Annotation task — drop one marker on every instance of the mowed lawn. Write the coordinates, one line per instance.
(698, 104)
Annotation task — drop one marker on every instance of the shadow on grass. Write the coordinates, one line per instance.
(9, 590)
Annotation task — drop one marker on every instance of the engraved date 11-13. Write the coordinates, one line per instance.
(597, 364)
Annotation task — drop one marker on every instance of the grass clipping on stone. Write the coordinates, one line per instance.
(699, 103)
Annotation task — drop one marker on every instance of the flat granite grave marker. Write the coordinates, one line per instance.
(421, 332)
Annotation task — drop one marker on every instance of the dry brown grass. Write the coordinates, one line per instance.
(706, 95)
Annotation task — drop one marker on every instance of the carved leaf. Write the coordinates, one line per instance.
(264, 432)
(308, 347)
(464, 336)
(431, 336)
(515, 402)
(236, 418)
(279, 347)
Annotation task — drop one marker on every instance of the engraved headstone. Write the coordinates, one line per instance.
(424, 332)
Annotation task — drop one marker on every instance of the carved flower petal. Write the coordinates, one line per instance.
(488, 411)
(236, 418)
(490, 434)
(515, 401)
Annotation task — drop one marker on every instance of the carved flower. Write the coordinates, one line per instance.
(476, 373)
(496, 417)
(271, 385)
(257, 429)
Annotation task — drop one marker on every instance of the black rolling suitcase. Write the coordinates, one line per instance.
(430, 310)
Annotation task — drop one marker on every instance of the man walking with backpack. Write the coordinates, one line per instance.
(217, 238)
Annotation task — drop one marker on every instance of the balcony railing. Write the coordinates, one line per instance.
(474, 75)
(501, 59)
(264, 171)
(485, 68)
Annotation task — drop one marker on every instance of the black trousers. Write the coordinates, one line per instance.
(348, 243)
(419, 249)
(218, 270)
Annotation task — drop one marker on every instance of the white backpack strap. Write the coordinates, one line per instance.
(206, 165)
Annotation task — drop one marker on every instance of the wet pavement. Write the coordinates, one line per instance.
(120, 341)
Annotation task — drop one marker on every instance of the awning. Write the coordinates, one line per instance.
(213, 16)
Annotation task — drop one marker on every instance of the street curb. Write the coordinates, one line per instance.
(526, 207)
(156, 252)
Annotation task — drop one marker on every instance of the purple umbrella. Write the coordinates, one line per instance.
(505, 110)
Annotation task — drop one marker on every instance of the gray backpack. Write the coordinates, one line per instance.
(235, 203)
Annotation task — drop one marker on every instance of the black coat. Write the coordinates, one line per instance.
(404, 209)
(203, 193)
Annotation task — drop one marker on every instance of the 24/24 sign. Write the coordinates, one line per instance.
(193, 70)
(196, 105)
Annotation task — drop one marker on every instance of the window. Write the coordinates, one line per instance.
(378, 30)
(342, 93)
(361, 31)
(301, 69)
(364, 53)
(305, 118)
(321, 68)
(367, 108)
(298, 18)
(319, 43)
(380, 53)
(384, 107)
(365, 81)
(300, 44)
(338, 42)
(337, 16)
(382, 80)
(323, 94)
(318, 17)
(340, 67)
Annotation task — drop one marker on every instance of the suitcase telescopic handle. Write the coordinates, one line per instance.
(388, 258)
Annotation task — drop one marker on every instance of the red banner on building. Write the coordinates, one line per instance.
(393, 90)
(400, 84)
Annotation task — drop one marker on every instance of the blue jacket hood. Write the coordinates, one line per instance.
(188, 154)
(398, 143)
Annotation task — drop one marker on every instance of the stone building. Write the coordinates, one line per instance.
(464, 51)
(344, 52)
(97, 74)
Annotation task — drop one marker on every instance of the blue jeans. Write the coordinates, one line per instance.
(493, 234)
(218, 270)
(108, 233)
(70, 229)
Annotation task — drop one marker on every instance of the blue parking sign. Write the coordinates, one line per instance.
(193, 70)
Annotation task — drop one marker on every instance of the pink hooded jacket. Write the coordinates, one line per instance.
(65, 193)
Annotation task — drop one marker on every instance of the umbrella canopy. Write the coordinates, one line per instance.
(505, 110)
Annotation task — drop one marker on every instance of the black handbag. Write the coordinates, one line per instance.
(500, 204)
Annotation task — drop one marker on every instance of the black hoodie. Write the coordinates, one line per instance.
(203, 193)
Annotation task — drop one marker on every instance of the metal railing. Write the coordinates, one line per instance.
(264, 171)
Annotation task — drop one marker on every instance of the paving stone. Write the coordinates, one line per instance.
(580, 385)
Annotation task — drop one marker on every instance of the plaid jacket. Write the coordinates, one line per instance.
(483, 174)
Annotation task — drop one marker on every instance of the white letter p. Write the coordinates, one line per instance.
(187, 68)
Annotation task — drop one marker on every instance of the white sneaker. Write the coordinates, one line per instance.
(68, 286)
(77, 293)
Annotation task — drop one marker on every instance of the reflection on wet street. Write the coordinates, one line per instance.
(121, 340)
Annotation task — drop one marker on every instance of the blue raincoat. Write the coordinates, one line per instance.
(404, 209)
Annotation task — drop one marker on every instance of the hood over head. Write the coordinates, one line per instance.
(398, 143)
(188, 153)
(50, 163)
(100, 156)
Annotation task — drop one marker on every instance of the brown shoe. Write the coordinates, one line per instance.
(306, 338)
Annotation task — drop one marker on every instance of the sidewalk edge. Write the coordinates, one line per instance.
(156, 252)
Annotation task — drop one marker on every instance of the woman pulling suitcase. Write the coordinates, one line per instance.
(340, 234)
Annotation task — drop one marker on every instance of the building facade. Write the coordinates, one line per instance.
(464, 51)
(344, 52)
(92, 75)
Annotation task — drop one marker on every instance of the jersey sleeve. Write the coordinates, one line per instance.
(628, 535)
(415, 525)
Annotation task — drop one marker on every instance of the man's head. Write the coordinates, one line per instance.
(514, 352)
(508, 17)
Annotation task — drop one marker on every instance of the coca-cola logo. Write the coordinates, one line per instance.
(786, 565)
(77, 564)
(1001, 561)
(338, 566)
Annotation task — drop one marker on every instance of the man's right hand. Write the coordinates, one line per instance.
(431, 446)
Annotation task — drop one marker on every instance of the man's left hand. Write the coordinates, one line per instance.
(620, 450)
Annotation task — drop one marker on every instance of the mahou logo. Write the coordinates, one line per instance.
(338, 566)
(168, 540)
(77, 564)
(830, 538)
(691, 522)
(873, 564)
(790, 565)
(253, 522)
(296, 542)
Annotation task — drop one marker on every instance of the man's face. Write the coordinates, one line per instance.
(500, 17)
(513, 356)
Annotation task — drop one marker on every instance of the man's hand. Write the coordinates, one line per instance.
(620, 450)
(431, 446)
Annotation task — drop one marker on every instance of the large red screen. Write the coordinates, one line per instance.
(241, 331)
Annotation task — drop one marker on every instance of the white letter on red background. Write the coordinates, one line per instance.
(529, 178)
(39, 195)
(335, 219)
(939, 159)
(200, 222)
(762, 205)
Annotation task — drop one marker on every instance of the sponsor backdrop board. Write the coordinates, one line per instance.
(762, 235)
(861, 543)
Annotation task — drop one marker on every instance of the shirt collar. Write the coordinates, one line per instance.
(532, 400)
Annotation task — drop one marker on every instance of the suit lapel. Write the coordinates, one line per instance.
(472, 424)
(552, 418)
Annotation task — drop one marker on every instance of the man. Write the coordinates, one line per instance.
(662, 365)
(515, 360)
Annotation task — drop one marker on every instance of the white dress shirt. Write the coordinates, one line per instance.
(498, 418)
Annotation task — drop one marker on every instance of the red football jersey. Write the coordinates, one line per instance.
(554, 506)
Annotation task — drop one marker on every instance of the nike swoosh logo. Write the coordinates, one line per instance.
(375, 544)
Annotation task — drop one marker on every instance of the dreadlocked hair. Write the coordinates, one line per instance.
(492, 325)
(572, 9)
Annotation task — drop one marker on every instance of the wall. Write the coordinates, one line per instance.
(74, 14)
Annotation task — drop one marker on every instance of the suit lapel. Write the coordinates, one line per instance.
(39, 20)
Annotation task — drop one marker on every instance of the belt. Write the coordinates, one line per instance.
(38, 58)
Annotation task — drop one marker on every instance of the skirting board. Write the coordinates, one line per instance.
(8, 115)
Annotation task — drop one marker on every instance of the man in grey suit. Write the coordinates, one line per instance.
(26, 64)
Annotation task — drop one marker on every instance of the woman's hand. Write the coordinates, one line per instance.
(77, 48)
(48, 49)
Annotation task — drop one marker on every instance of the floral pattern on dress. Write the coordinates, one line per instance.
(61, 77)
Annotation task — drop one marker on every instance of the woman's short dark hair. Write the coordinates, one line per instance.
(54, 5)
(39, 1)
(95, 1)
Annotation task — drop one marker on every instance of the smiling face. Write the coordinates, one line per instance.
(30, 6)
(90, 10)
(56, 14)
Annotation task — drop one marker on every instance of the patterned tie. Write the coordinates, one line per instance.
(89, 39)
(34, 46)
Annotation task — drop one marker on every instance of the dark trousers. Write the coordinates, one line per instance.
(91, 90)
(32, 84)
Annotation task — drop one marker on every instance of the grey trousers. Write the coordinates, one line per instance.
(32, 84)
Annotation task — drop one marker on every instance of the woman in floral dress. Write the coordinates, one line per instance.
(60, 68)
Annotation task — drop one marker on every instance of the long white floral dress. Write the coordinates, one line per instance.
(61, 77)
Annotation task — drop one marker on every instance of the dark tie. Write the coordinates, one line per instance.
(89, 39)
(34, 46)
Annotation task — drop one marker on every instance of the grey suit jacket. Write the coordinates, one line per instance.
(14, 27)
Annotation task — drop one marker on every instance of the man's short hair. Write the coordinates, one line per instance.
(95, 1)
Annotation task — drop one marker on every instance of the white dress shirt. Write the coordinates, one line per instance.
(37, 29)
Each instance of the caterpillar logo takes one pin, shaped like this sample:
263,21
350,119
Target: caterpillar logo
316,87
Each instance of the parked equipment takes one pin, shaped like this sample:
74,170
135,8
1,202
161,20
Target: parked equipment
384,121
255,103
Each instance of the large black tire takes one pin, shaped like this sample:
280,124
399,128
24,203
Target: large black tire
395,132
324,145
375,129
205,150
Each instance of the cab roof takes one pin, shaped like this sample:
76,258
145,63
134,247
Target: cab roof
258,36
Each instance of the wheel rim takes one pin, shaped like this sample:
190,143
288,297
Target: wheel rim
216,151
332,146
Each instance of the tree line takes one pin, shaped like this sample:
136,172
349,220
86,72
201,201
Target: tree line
═══
> _Work instructions_
Tell how many lines in the data hold the string "takes", giving the number by itself.

> _Answer to the problem_
6